As a student, Nathan had envisioned himself a tropical biologist observing the butterflies of the rainforest. But Costa Rican field studies are expensive ventures, so when he got funding to study a domestic beetle in the Sierra Nevada, he took it.
The willow leaf beetle leads a relatively simple — and short! — life. Adults emerge from overwintering in snow-covered soil in early summer and immediately start mating and eating willow leaves. They lay eggs, the eggs hatch, and a new generation of adults grows over the course of the summer before heading underground and going dormant for the next nine months. And so the cycle repeats itself.
![Left image: larvae of willow beetle; right image: willow beetle pupa](https://evolution.berkeley.edu/wp-content/uploads/2021/06/beetle-larvae-pupa.jpg)
After learning about the natural history of the beetle in the wild, Nathan realized that he’d lucked into a species that was perfect for studying animals’ response to environmental change. The beetles have small bodies so they respond to environmental change quickly; they live in an undisturbed environment so Nathan could be sure he was studying the effects of a “natural” environment change and not the effects of a nearby city or highway; they mate and grow quickly so evolution can be observed in real time; and they have a relatively streamlined ecology. “Their food web is simple,” Elizabeth explains. “They eat willows. They only have a couple of predators. So if we want to understand the whole ecological scene, we don’t have a lot of players in the game.”
![protein gel](https://evolution.berkeley.edu/wp-content/uploads/2021/06/02_Protein_gel_willowbeetles.jpg)

+-------+

▶ _PARTS OF THE EXERCISE_:
• 1. Answer these questions from the passage on the willow leaf beetle:
(a) As a student, what had Nathan pictured himself becoming?
(b) How long do the new adults stay dormant underground?
(c) According to Elizabeth, what do the beetles eat?
• 2. Carry on the passage about the willow leaf beetle from its last sentence.

+-------+

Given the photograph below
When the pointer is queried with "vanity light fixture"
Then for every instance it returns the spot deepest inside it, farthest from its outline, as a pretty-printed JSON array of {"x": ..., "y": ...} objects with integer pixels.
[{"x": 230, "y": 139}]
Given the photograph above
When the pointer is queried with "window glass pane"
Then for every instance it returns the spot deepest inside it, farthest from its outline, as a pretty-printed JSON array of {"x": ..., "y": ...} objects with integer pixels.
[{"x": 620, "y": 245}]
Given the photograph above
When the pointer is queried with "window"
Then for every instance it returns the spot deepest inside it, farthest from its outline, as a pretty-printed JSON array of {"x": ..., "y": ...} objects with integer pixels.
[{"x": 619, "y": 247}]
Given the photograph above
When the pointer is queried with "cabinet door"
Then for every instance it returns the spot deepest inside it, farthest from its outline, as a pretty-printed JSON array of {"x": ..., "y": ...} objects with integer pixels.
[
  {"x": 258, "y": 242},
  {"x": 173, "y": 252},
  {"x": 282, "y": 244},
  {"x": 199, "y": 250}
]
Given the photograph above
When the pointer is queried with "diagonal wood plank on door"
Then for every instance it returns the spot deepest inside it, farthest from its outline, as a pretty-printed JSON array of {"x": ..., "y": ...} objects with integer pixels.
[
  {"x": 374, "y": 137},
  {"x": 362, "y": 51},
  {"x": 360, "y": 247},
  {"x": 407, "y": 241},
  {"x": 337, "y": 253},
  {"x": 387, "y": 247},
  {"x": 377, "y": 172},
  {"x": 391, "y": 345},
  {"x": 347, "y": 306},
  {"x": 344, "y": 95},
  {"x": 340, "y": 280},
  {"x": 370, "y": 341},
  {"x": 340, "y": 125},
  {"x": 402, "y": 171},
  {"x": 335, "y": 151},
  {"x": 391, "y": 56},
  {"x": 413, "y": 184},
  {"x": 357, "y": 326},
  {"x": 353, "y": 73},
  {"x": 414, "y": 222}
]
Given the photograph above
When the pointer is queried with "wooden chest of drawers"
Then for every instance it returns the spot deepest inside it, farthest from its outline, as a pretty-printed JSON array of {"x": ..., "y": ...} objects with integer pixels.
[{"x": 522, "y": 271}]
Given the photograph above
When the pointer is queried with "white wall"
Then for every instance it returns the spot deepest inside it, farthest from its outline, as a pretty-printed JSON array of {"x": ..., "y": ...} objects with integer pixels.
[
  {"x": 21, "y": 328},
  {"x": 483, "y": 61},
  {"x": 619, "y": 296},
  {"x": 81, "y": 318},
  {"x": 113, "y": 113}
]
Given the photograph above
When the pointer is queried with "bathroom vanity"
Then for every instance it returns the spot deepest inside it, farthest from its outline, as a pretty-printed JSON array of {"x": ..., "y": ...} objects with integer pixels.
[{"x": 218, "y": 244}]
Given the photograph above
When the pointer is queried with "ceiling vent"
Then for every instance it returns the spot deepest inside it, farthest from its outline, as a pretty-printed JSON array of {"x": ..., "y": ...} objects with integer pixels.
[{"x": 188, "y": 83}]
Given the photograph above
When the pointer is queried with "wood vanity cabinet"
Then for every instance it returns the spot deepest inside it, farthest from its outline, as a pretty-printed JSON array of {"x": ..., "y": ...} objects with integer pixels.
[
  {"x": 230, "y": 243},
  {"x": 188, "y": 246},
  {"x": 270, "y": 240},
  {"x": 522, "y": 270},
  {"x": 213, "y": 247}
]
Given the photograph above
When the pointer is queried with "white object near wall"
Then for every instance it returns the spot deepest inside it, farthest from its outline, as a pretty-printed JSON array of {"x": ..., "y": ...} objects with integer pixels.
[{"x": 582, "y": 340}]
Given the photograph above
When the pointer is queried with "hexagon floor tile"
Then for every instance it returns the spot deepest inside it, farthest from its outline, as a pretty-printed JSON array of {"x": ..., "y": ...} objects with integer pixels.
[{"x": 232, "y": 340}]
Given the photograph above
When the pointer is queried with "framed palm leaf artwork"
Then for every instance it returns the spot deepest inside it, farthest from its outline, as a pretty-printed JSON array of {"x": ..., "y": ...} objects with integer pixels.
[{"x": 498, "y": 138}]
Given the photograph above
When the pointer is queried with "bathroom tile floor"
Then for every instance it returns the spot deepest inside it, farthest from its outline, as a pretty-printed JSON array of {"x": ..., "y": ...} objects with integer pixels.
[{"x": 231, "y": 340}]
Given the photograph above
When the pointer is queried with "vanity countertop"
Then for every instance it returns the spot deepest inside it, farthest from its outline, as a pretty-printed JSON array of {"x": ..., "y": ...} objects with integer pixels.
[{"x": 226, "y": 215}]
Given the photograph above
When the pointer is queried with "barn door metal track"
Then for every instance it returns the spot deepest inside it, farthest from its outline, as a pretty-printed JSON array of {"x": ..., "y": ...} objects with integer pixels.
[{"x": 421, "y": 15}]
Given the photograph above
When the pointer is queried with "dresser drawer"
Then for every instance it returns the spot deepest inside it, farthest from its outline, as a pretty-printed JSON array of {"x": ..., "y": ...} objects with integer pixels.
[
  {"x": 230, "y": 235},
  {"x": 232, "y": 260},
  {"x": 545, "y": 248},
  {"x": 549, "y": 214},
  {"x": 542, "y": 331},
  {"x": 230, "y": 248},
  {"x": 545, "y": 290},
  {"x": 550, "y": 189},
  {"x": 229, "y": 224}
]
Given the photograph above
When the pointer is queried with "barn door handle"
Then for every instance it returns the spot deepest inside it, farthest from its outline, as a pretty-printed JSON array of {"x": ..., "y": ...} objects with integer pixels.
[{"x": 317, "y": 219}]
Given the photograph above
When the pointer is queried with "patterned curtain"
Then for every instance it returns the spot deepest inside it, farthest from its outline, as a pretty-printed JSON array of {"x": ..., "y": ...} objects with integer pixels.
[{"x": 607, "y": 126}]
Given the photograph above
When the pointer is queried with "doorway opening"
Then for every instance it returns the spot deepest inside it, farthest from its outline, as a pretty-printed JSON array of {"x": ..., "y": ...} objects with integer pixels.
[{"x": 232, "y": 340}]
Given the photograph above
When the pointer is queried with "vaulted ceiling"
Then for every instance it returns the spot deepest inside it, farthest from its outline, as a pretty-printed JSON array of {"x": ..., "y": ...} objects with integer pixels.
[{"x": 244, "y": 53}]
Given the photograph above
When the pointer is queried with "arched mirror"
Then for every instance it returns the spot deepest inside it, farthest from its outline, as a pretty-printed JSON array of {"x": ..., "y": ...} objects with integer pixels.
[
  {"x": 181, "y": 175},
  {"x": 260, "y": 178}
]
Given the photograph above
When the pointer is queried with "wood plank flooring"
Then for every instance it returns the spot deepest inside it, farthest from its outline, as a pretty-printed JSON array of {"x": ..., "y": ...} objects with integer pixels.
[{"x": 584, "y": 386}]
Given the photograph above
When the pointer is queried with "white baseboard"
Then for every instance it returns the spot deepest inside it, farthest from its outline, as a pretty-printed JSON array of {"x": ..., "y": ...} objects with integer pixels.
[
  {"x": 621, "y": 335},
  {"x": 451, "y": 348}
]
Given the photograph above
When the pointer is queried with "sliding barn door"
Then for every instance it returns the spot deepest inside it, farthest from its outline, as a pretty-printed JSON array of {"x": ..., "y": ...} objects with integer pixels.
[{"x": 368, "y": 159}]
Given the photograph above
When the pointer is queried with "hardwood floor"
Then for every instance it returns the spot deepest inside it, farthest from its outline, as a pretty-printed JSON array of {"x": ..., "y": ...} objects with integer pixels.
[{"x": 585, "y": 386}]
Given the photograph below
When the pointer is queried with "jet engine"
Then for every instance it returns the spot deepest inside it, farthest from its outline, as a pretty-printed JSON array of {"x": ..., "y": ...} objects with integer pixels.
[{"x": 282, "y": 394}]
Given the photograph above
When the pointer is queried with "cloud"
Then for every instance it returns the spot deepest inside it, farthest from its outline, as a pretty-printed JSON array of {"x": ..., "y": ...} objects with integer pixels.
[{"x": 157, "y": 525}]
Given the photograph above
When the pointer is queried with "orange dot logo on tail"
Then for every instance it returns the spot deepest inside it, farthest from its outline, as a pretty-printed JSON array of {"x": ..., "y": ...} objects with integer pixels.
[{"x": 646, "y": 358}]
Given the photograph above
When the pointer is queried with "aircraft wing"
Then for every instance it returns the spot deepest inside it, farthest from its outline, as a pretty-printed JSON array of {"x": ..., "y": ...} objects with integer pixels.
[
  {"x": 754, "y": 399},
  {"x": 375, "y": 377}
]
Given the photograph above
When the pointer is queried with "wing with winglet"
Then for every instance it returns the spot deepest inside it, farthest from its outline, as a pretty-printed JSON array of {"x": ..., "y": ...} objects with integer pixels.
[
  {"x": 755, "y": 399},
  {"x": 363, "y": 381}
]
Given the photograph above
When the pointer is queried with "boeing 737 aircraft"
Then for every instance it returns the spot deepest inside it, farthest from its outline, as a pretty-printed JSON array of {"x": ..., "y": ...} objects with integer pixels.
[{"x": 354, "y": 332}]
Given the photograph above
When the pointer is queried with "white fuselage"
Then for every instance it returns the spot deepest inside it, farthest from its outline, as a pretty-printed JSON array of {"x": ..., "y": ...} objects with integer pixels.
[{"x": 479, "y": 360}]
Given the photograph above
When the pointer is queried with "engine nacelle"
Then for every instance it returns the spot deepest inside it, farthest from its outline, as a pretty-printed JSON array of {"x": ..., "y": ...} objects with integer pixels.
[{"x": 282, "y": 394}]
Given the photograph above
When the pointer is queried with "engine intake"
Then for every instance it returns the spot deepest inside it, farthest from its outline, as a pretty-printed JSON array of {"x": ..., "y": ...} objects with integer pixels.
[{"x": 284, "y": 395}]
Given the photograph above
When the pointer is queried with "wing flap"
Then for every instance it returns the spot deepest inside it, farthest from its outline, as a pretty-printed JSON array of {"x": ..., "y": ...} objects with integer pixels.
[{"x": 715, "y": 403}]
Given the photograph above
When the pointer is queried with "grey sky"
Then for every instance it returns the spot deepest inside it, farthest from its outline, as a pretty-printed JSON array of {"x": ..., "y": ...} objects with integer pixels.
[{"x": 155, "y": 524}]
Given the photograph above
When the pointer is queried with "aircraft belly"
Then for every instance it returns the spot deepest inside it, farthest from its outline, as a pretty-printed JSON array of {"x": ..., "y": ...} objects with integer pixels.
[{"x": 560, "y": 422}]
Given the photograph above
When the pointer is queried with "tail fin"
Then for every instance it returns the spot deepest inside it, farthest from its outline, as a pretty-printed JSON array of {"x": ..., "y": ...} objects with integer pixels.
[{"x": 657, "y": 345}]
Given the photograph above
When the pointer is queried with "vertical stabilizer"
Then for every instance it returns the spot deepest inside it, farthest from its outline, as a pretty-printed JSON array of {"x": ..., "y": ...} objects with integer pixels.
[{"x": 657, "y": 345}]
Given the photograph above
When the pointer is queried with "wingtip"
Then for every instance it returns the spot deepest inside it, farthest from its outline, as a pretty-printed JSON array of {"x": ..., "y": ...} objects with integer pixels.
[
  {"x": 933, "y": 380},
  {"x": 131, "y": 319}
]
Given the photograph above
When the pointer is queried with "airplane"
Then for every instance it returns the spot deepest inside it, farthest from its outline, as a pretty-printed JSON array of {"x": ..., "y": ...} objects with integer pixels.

+-------+

▶ _ANSWERS FOR EACH ITEM_:
• 1.
(a) A tropical biologist observing the butterflies of the rainforest.
(b) Nine months.
(c) Willows.

• 2.
One of the first things Nathan wanted to do was to establish the history of the Sierra populations and how they were all related to one another. At the time, the way to do this was to screen 20 or 30 proteins and look for those that varied among individuals, which would indicate that the gene encoding that protein also varied. When a gene occurs in different versions (i.e., alleles) in a population, it is called a polymorphism — e.g., sickle cell anemia occurs when a person carries one normal hemoglobin protein and one hemoglobin protein with a single base pair difference, and so we say that the hemoglobin gene is polymorphic. Nathan tested the beetles’ proteins. “I had five enzymes that showed reasonable polymorphisms,” he recalls. “And then one popped out as being different from everybody else, and I was actually disappointed. I was like, ‘Uh oh, one of my five isn’t working right!'” The protein in question was phosphoglucose isomerase (PGI for short), and of course, it was working right. But, as he would soon find out with Elizabeth’s help, the differences in this gene didn’t reflect differences in population history, but differences in the beetles’ environments.
What is PGI?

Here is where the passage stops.